# Provided records:
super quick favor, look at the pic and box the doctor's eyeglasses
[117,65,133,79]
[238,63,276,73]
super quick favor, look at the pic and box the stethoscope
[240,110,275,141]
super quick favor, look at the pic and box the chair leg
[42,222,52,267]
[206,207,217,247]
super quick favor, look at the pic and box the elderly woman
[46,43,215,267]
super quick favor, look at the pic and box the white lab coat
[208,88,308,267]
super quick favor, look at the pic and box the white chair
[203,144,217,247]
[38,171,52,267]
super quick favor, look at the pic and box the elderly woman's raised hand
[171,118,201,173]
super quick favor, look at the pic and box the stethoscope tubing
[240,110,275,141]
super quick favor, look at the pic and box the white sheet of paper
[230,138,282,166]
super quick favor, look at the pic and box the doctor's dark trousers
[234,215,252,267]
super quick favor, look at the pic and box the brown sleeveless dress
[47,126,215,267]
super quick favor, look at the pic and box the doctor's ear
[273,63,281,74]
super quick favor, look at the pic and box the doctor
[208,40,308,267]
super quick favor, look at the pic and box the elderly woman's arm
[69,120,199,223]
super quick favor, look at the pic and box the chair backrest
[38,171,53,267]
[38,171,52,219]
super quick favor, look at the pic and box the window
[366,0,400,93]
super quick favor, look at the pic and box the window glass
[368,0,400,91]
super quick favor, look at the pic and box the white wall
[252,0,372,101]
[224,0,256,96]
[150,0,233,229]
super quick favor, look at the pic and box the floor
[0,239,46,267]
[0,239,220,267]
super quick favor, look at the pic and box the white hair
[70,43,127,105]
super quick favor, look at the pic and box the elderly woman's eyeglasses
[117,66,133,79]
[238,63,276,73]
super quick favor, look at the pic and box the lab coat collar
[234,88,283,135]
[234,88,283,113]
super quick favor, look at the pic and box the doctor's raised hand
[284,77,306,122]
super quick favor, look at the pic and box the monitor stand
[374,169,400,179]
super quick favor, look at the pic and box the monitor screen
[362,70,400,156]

# Activity:
With the line containing "the white hair" as the start and the last line of the listing as the end, restate that stretch word for word and nothing else.

# Written answer:
super quick favor, look at the pic and box the white hair
[70,43,127,105]
super quick favor, look at the pic and box the elderly woman's eyeglasses
[117,66,133,79]
[238,63,276,73]
super quick favor, look at the pic and box the lab coat collar
[234,88,283,135]
[234,88,283,113]
super quick favor, look at the pic and box the doctor's raised hand
[284,77,306,122]
super quick favor, look at the pic and box the monitor stand
[374,169,400,179]
super quick favor, look at the pic and box the monitor screen
[362,70,400,156]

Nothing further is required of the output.